*Problem:*
Retype exactly the lines that run from the start of the data to the line holding "272L24 274L32 311L45", including both, and only those.

*Dataset records:*
----

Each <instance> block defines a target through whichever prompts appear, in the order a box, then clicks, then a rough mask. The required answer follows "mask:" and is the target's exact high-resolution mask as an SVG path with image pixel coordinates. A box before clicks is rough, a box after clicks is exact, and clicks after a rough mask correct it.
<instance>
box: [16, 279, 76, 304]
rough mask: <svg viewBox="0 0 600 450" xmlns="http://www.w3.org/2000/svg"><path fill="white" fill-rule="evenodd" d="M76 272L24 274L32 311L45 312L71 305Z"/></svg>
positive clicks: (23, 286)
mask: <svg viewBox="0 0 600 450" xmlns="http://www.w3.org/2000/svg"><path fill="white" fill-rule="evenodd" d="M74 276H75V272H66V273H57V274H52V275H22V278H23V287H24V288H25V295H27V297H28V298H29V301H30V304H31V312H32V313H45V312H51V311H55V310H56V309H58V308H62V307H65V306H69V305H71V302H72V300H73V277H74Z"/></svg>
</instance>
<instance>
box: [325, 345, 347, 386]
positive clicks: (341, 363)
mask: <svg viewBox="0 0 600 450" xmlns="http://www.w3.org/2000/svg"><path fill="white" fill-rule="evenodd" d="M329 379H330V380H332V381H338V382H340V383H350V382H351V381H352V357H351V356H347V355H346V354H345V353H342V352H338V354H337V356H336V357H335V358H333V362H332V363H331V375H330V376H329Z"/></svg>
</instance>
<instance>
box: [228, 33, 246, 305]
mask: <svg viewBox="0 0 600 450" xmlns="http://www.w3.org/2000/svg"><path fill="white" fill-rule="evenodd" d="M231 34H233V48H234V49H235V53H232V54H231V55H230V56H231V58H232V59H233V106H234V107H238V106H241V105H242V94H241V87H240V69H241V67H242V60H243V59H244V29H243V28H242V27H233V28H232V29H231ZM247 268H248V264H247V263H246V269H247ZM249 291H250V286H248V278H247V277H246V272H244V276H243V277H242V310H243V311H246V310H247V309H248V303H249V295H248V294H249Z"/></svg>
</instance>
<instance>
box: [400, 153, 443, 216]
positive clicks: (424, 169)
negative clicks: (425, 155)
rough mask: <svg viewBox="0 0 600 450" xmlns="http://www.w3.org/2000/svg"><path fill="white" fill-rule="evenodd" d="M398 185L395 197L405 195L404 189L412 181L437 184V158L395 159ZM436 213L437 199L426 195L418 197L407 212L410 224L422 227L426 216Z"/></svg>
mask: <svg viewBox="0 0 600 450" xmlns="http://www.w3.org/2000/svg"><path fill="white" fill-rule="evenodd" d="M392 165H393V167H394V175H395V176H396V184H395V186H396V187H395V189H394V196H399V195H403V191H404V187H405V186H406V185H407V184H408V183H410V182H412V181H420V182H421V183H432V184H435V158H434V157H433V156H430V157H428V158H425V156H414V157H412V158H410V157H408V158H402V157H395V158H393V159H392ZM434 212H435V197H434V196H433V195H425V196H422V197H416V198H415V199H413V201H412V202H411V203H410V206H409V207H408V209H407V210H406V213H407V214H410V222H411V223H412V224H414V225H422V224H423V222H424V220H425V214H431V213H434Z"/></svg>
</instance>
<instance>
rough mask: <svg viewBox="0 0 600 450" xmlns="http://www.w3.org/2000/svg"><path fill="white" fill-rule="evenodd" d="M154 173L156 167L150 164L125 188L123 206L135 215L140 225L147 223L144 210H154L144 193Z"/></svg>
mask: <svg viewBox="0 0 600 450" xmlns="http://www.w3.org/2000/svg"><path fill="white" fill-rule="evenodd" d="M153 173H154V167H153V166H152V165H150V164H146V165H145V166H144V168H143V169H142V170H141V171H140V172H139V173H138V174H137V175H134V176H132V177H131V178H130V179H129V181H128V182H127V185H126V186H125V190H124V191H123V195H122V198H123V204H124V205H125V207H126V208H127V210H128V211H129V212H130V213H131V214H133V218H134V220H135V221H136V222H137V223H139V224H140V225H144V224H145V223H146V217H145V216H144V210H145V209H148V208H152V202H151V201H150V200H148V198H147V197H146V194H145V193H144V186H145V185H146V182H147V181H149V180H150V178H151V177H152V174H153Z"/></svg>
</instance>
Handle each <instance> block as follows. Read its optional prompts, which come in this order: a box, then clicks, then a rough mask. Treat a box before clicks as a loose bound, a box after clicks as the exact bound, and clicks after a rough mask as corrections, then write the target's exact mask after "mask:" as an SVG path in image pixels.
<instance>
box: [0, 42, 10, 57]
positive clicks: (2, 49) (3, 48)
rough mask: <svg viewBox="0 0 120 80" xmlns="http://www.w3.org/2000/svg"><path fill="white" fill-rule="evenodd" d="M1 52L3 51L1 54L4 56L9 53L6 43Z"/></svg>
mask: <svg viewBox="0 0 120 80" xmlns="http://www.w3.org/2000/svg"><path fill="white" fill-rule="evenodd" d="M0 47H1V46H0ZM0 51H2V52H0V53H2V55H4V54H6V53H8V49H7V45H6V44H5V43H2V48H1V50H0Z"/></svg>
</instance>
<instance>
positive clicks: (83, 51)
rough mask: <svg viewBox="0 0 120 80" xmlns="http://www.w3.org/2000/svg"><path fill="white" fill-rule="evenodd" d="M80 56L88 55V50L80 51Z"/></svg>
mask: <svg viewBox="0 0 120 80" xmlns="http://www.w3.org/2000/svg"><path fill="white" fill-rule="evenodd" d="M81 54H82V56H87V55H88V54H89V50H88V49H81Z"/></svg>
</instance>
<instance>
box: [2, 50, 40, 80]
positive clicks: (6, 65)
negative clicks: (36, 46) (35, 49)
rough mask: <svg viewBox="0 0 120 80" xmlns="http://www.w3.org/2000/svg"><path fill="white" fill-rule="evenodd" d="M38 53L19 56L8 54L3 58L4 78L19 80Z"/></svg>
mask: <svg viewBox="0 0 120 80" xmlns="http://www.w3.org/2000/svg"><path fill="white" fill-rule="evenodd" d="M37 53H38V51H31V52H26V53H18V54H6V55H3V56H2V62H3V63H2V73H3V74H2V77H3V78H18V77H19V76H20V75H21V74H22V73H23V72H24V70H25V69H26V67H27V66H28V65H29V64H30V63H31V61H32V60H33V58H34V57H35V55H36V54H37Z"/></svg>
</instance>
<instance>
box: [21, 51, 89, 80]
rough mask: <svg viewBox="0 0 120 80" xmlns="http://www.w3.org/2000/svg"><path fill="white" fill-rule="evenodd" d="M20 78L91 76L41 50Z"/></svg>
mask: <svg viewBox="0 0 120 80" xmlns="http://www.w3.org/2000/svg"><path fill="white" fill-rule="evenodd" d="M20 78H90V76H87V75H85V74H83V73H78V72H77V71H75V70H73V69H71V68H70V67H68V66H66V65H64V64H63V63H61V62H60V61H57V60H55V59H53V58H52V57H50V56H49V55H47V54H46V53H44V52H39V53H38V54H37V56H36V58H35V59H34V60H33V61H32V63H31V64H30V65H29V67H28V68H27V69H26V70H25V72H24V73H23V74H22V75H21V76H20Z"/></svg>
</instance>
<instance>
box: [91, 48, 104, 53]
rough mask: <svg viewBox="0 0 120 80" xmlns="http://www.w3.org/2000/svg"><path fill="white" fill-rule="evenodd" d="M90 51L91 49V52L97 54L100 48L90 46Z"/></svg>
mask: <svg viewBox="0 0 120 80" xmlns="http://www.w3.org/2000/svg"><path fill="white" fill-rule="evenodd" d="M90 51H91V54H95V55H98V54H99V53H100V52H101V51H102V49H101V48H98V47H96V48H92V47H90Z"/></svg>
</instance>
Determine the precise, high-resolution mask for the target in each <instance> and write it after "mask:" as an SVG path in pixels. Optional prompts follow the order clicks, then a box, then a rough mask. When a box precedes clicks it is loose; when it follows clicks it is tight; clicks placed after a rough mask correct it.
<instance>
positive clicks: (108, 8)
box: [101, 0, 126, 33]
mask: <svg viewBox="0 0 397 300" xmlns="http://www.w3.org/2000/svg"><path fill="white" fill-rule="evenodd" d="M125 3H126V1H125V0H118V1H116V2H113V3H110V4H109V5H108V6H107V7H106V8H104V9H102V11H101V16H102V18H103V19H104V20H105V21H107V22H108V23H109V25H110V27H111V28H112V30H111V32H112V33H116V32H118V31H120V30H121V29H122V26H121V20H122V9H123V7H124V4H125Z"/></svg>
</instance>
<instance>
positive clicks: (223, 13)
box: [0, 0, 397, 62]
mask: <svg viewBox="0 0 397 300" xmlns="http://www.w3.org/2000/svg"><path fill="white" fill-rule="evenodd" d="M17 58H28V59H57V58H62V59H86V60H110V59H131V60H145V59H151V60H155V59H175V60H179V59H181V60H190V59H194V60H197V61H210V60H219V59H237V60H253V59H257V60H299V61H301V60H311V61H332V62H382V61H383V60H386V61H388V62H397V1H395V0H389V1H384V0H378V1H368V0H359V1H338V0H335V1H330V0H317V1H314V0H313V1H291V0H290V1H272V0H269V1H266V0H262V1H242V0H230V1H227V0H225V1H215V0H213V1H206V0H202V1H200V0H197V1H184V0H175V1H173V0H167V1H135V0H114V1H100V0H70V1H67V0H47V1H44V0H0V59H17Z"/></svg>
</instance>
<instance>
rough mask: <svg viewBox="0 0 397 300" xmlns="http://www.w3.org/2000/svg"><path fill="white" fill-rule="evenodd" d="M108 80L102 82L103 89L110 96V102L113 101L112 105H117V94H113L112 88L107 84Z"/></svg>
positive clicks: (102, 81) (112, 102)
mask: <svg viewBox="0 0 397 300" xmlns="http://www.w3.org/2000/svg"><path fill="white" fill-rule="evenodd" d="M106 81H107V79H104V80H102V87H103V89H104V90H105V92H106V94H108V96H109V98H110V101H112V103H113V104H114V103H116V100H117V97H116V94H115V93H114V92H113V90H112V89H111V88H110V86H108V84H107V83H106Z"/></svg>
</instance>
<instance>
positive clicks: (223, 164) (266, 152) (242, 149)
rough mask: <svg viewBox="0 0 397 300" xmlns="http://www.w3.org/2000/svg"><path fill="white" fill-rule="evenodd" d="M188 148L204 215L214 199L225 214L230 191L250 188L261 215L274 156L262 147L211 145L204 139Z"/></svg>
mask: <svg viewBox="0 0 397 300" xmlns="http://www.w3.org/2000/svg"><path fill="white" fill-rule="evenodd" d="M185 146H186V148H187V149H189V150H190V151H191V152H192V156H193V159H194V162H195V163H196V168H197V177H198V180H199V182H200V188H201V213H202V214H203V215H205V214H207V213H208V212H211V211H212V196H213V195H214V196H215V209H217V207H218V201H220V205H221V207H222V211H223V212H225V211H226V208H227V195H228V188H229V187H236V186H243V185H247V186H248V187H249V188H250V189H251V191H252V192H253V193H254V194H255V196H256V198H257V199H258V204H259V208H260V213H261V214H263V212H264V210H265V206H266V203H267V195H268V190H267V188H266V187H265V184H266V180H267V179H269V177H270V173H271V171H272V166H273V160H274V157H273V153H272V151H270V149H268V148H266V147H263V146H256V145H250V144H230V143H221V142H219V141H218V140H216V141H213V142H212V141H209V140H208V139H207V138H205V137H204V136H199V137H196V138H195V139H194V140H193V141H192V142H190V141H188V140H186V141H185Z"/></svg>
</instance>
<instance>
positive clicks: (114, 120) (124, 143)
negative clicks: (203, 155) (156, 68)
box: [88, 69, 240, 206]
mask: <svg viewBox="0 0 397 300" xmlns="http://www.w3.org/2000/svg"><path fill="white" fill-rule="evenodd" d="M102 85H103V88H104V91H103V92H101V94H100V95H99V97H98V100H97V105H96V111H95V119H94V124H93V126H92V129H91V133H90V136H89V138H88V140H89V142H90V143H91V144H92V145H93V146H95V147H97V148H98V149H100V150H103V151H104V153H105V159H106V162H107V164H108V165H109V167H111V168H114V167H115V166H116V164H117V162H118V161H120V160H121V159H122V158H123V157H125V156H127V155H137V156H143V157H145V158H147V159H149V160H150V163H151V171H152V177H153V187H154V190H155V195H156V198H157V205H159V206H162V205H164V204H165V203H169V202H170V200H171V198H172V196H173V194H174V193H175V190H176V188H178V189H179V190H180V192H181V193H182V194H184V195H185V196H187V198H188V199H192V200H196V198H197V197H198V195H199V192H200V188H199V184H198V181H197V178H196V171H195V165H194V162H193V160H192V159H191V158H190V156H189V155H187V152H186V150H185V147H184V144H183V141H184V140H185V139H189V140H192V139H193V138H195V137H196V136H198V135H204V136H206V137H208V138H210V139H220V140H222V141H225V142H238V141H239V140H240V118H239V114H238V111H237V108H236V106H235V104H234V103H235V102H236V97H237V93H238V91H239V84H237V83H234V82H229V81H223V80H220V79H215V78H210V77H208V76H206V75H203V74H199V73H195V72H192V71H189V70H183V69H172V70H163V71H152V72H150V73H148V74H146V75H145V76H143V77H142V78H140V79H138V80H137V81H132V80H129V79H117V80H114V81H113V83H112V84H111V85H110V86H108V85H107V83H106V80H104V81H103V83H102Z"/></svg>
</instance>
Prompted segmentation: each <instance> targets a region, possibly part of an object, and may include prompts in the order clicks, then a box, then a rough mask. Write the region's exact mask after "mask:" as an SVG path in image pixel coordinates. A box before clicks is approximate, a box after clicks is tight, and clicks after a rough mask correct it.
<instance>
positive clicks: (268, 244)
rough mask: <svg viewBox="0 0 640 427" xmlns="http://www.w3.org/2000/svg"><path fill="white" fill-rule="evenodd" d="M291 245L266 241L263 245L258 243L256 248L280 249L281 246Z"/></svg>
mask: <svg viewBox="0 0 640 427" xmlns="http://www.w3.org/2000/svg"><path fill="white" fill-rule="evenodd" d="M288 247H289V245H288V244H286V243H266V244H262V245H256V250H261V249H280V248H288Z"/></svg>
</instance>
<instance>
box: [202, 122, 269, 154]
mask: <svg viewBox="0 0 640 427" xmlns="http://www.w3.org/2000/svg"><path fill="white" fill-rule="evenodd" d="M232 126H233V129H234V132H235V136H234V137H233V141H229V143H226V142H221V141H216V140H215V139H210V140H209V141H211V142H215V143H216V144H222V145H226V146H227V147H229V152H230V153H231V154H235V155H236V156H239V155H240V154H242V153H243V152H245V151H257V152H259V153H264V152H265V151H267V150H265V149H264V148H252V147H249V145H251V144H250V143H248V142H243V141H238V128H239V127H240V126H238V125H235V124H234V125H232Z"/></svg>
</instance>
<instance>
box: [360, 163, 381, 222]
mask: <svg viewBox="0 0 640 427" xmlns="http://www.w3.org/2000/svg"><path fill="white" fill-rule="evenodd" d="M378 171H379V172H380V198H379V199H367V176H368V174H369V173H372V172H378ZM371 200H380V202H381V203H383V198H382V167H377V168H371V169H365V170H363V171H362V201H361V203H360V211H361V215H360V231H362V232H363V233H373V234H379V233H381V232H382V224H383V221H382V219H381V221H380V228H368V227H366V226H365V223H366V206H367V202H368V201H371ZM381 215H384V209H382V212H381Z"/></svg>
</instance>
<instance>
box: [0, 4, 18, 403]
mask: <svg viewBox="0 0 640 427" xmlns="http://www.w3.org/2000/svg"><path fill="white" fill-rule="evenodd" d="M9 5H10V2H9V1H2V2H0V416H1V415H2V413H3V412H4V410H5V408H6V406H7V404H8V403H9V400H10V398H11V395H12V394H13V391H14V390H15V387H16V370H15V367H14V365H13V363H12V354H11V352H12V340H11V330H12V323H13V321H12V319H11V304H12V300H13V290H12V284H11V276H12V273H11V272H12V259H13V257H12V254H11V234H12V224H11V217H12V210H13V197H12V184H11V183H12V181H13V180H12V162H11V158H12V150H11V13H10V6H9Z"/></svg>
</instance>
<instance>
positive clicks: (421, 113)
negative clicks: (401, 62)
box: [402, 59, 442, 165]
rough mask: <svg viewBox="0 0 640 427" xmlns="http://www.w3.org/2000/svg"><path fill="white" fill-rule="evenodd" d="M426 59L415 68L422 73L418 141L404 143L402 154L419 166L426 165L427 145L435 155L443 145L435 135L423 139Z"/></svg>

----

*Written answer:*
Each <instance> block defines a target through whichever prompts appear, in the order a box, then clicks, then a rough mask. The required answer follows "mask:" and is the target's exact high-resolution mask as an SVG path with image pixel coordinates. A box before clicks is rough, a box after clicks is exact, and clicks after a rough mask correct it.
<instance>
box: [16, 279, 76, 304]
rough mask: <svg viewBox="0 0 600 450" xmlns="http://www.w3.org/2000/svg"><path fill="white" fill-rule="evenodd" d="M76 272L24 274L32 311L45 312L71 305Z"/></svg>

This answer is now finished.